### SET OF TASKS
A) According to the rsyscall types documentation, what can happen in munmap when a size that is not a multiple of the page size is provided?
B) Proceed with the rsyscall types documentation, picking up after its final sentence.

───── TEXT SEGMENT ─────

The lowest-level interface for making syscalls …

rsyscall.near.types

Definitions of namespace-local identifiers …

Classes

class FileDescriptor (number: int)

The integer identifier for a file descriptor taken by many syscalls.

This is a file descriptor in a specific file descriptor table, but we don't with this object know what file descriptor table that is.

Expand source code Browse git
@dataclass(frozen=True)
class FileDescriptor:
    """The integer identifier for a file descriptor taken by many syscalls.

    This is a file descriptor in a specific file descriptor table, but we don't with this
    object know what file descriptor table that is.

    """
    __slots__ = ('number')
    number: int

    def __str__(self) -> str:
        return f"FD({self.number})"

    def __repr__(self) -> str:
        return str(self)

    def __int__(self) -> int:
        return self.number

Instance variables

var number : int

Return an attribute of instance, which is of type owner.

class WatchDescriptor (number: int)

The integer identifier for an inotify watch descriptor taken by inotify syscalls.

This is a watch descriptor for a specific inotify instance, but we don't with this object know what inotify instance that is.

Expand source code Browse git
@dataclass(frozen=True)
class WatchDescriptor:
    """The integer identifier for an inotify watch descriptor taken by inotify syscalls.

    This is a watch descriptor for a specific inotify instance, but we don't with this
    object know what inotify instance that is.

    """
    number: int

    def __str__(self) -> str:
        return f"WD({self.number})"

    def __repr__(self) -> str:
        return str(self)

    def __int__(self) -> int:
        return self.number

Class variables

var number : int
class Address (address: int)

The integer identifier for a virtual memory address as taken by many syscalls.

This is an address in a specific address space, but we don't with this object know what address space that is.

Expand source code Browse git
@dataclass(frozen=True)
class Address:
    """The integer identifier for a virtual memory address as taken by many syscalls.

    This is an address in a specific address space, but we don't with this object know
    what address space that is.

    """
    __slots__ = ('address')
    address: int

    def __add__(self, other: int) -> 'Address':
        return Address(self.address + other)

    def __sub__(self, other: int) -> 'Address':
        return Address(self.address - other)

    def __str__(self) -> str:
        return f"Address({hex(self.address)})"

    def __repr__(self) -> str:
        return str(self)

    def __int__(self) -> int:
        return self.address

Instance variables

var address : int

Return an attribute of instance, which is of type owner.

class MemoryMapping (address: int, length: int, page_size: int)

The integer identifiers for a virtual memory mapping as taken by many syscalls.

This is a mapping in a specific address space, but we don't with this object know what address space that is.

We require three pieces of information to describe a memory mapping. - Address is the start address of the memory mapping - Length is the length in bytes of the memory mapped region

Page size is unusual, but required for robustness: While the syscalls related to memory mappings don't appear to depend on page size, that's an illusion. They seem to deal in sizes in terms of bytes, but if you provide a size which is not a multiple of the page size, silent failures or misbehaviors will occur. Misbehavior include the sizes being rounded up to the page size, including in munmap, thus unmapping more memory than expected.

As long as we ensure that the original length we pass to mmap is a multiple of the page size that will be used for the mapping, then we could get by with just storing the length and not the page size. However, the memory mapping API allows unmapping only part of a mapping, or in general performing operations on only part of a mapping. These splits must happen at page boundaries, and therefore to support specifying these splits without allowing silent rounding errors, we need to know the page size of the mapping.

───── MATERIAL PROVIDED ─────

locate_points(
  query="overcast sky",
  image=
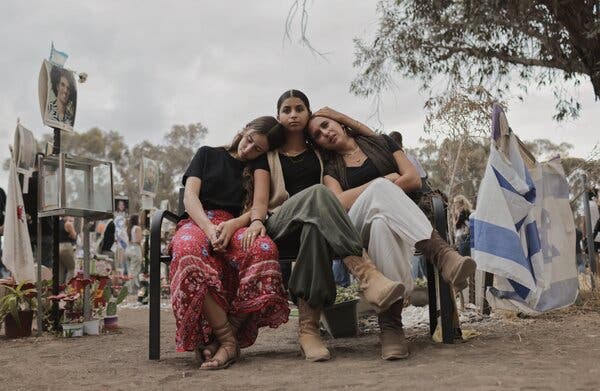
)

─────

### EXPECTED ANSWERS
A) The size is rounded up to the page size, so more memory is unmapped than expected.

B)
This is especially troubling when mmaping files with an unknown page size, such as those passed to us from another program. memfd_create or hugetlbfs can be used to create files with an unknown page size, which cannot be robust unmapped. At this time, we don't know of a way to learn the page size of such a file. One good solution would be for mmap to be taught a new MAP_ENFORCE_PAGE_SIZE flag which requires MAP_HUGE_* to be passed when mapping files with nonstandard page size. In this way, we could assert the page size of the file and protect against attackers sending us files with unexpected page sizes.

Expand source code Browse git
@dataclass(frozen=True)
class MemoryMapping:
    """The integer identifiers for a virtual memory mapping as taken by many syscalls.

    This is a mapping in a specific address space, but we don't with this object know what
    address space that is.

    We require three pieces of information to describe a memory mapping. 
    - Address is the start address of the memory mapping
    - Length is the length in bytes of the memory mapped region

    Page size is unusual, but required for robustness: While the syscalls related to
    memory mappings don't appear to depend on page size, that's an illusion. They seem to
    deal in sizes in terms of bytes, but if you provide a size which is not a multiple of
    the page size, silent failures or misbehaviors will occur. Misbehavior include the
    sizes being rounded up to the page size, including in munmap, thus unmapping more
    memory than expected.

    As long as we ensure that the original length we pass to mmap is a multiple of the
    page size that will be used for the mapping, then we could get by with just storing
    the length and not the page size. However, the memory mapping API allows unmapping
    only part of a mapping, or in general performing operations on only part of a
    mapping. These splits must happen at page boundaries, and therefore to support
    specifying these splits without allowing silent rounding errors, we need to know the
    page size of the mapping.

    This is especially troubling when mmaping files with an unknown page size, such as
    those passed to us from another program. memfd_create or hugetlbfs can be used to
    create files with an unknown page size, which cannot be robust unmapped. At this time,
    we don't know of a way to learn the page size of such a file. One good solution would
    be for mmap to be taught a new MAP_ENFORCE_PAGE_SIZE flag which requires MAP_HUGE_* to
    be passed when mapping files with nonstandard page size. In this way, we could assert
    the page size of the file and protect against attackers sending us files with
    unexpected page sizes.

    """
    __slots__ = ('address', 'length', 'page_size')
    address: int
    length: int
    page_size: int

    def __post_init_(self) -> None:
        if (self.address % self.page_size) != 0:
            raise Exception("the address for this memory-mapping is not page-aligned", self)
        if (self.length % self.page_size) != 0:
            raise Exception("the length for this memory-mapping is not page-aligned", self)

    def as_address(self) -> Address:
        "Return the starting address of this memory mapping."
        return Address(self.address)

    def __str__(self) -> str:
        if self.page_size == 4096:
            return f"MMap({hex(self.address)}, {self.length})"
        else:
            return f"MMap(pgsz={self.page_size}, {hex(self.address)}, {self.length})"

    def __repr__(self) -> str:
        return str(self)

Instance variables

var address : int

Return an attribute of instance, which is of type owner.

var length : int

Return an attribute of instance, which is of type owner.

var page_size : int

Return an attribute of instance, which is of type owner.

Methods

def as_address(self) ‑> Address

Return the starting address of this memory mapping.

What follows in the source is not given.